WHAT IS BEING ASKED: Read the data and repeat it in full, exactly.

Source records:
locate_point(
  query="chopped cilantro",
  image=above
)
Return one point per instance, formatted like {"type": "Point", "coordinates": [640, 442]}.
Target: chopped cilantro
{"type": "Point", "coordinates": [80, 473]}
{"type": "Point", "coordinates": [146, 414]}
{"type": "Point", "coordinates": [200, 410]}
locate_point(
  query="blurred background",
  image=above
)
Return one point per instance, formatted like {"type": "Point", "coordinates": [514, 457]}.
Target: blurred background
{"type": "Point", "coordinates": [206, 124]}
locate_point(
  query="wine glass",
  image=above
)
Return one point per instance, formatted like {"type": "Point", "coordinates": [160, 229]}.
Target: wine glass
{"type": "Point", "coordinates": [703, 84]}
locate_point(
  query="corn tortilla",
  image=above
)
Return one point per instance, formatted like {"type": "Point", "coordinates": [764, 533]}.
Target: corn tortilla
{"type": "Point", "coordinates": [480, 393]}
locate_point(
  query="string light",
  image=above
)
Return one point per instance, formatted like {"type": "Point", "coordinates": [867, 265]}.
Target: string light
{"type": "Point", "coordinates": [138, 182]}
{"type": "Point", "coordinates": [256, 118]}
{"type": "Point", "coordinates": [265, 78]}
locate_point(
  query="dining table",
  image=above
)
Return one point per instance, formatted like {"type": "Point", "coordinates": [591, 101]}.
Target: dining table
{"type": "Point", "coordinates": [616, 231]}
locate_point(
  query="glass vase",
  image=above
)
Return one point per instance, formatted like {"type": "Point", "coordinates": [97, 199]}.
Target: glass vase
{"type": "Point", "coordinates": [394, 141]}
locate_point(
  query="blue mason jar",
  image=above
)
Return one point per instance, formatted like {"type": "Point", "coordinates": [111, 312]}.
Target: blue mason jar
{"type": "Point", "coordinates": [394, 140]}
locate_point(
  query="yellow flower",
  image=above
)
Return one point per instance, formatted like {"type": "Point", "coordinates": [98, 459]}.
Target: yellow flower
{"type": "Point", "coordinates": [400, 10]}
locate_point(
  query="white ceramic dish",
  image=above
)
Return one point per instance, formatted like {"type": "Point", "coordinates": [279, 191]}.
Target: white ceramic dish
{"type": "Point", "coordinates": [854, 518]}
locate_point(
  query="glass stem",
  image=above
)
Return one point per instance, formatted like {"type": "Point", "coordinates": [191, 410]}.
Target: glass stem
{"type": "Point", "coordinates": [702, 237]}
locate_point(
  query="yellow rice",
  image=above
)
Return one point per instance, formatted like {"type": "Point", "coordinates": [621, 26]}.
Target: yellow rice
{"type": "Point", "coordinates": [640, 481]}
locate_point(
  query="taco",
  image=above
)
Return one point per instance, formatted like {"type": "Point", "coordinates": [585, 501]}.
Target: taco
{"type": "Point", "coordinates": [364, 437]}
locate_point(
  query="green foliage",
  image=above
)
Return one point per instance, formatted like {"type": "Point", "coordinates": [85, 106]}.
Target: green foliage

TASK SOLUTION:
locate_point(
  query="chopped cilantro",
  image=above
)
Return one point per instance, formatted like {"type": "Point", "coordinates": [640, 442]}.
Target: chopped cilantro
{"type": "Point", "coordinates": [80, 473]}
{"type": "Point", "coordinates": [146, 414]}
{"type": "Point", "coordinates": [200, 410]}
locate_point(
  query="blurred background",
  image=above
)
Return one point per instance, formatted like {"type": "Point", "coordinates": [514, 457]}.
Target: blurred background
{"type": "Point", "coordinates": [206, 124]}
locate_point(
  query="wine glass",
  image=above
)
Return one point per instance, formatted like {"type": "Point", "coordinates": [160, 229]}.
Target: wine glass
{"type": "Point", "coordinates": [703, 84]}
locate_point(
  query="corn tortilla",
  image=above
)
Return one point per instance, formatted like {"type": "Point", "coordinates": [764, 533]}.
Target: corn tortilla
{"type": "Point", "coordinates": [480, 393]}
locate_point(
  query="string light",
  image=above
)
Return one point per instance, formatted like {"type": "Point", "coordinates": [867, 265]}.
Target: string light
{"type": "Point", "coordinates": [138, 182]}
{"type": "Point", "coordinates": [256, 118]}
{"type": "Point", "coordinates": [265, 78]}
locate_point(
  query="dining table",
  image=above
)
Return one point per instance, formatted like {"type": "Point", "coordinates": [591, 101]}.
Target: dining table
{"type": "Point", "coordinates": [616, 231]}
locate_point(
  query="glass vase",
  image=above
)
Return one point per instance, formatted like {"type": "Point", "coordinates": [97, 199]}.
Target: glass vase
{"type": "Point", "coordinates": [394, 141]}
locate_point(
  query="blue mason jar",
  image=above
)
Return one point per instance, formatted like {"type": "Point", "coordinates": [111, 312]}.
Target: blue mason jar
{"type": "Point", "coordinates": [394, 140]}
locate_point(
  query="yellow flower",
  image=above
)
Return one point per instance, formatted like {"type": "Point", "coordinates": [98, 459]}.
Target: yellow flower
{"type": "Point", "coordinates": [400, 10]}
locate_point(
  query="white ceramic dish",
  image=above
)
Return one point per instance, formatted like {"type": "Point", "coordinates": [279, 191]}.
Target: white ceramic dish
{"type": "Point", "coordinates": [854, 518]}
locate_point(
  query="glass stem",
  image=above
)
Return one point per instance, formatted like {"type": "Point", "coordinates": [191, 410]}.
Target: glass stem
{"type": "Point", "coordinates": [702, 237]}
locate_point(
  query="yellow rice",
  image=above
)
Return one point per instance, formatted like {"type": "Point", "coordinates": [621, 26]}.
Target: yellow rice
{"type": "Point", "coordinates": [640, 481]}
locate_point(
  query="taco",
  image=above
)
Return one point per instance, formatted like {"type": "Point", "coordinates": [585, 501]}.
Target: taco
{"type": "Point", "coordinates": [364, 437]}
locate_point(
  query="green foliage",
  image=above
)
Return one point per instance, formatted like {"type": "Point", "coordinates": [85, 106]}.
Target: green foliage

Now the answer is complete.